──────── Listed entries

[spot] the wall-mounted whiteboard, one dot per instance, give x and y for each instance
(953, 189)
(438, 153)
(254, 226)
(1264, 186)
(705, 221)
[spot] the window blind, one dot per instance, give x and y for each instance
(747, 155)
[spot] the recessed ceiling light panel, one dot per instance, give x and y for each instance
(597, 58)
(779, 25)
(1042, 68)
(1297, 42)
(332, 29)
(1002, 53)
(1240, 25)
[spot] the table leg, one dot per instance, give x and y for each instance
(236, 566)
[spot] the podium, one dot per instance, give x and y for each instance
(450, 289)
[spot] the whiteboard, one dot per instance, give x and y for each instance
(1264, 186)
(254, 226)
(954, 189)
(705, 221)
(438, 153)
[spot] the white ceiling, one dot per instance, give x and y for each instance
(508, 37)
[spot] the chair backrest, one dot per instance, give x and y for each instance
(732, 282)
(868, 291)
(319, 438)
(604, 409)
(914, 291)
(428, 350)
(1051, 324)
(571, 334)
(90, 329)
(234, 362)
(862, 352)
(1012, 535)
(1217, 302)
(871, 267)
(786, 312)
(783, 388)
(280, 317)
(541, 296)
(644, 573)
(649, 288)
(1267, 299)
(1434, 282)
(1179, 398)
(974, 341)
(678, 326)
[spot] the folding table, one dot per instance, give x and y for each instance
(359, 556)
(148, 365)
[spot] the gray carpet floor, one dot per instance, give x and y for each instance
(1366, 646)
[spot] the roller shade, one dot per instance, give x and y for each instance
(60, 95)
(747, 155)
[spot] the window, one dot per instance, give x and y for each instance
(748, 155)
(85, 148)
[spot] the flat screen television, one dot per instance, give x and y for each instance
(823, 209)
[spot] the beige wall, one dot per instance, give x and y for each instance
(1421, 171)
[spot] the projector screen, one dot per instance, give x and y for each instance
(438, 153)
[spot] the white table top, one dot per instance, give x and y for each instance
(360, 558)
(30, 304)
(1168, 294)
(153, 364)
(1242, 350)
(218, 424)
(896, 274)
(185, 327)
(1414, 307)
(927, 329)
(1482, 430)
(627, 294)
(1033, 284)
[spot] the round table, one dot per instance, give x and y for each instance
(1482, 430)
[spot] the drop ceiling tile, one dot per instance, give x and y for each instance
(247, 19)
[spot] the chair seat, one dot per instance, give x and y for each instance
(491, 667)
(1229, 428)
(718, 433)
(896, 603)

────────────────

- Exercise description
Please echo all of the records above line for line, changing nothing.

- Answer to this task
[spot] the wall-mounted whiteboard, one dot per instance, give x and y for each instance
(953, 189)
(438, 153)
(254, 226)
(1264, 186)
(705, 221)
[spot] the window blind, one dot per instance, give x and y for each instance
(747, 155)
[spot] the recessed ceiling light panel, one dot per instance, give x and y for each instance
(597, 58)
(779, 25)
(1042, 68)
(1297, 42)
(332, 29)
(1002, 53)
(1240, 25)
[spot] the table leg, one dot per instance, give x and y for each instance
(236, 566)
[spot] the podium, one dot per instance, give x and y for each instance
(450, 289)
[spot] the whiteboard, one dot per instance, give x and y for each instance
(1264, 186)
(254, 226)
(954, 189)
(705, 221)
(438, 153)
[spot] the white ceiling, one dot per instance, give x and y for each instance
(508, 37)
[spot] the chair backrest, one dot per instance, give x and y for each instance
(732, 282)
(868, 291)
(319, 438)
(604, 409)
(914, 291)
(428, 350)
(1051, 324)
(571, 334)
(90, 329)
(234, 362)
(862, 352)
(1012, 535)
(1217, 302)
(871, 267)
(786, 312)
(783, 388)
(280, 317)
(541, 296)
(644, 573)
(649, 288)
(1267, 299)
(1434, 282)
(1179, 398)
(974, 341)
(678, 326)
[spot] the folding table, one dot per instance, give x and y for each instance
(359, 556)
(148, 365)
[spot] the gray carpet floor, one dot per instance, give x and y for each instance
(1366, 646)
[spot] the roller shade, one dot per instance, give x and y for each instance
(60, 95)
(747, 155)
[spot] the window, one dot per instance, give x and y for each instance
(748, 155)
(85, 148)
[spot] the flat screen television, one dot per instance, give x and y for each instance
(823, 209)
[spot] the beige wall, one dot per instance, give x and y for each instance
(1421, 171)
[spot] the projector screen, one dot per instance, give x and y for each instance
(438, 153)
[spot] the white table top, one dot per instance, give x and y for each instance
(360, 558)
(30, 304)
(1168, 294)
(153, 364)
(1242, 350)
(218, 424)
(896, 274)
(185, 327)
(1414, 307)
(927, 329)
(1482, 430)
(627, 294)
(1033, 284)
[spot] the round table, one dot per instance, give x and y for each instance
(1482, 430)
[spot] the drop ceiling tile, one dot per instance, give x and y for each instance
(247, 19)
[spot] the chair seat, one dot per instance, give x and y for each instance
(491, 667)
(1229, 428)
(718, 433)
(896, 603)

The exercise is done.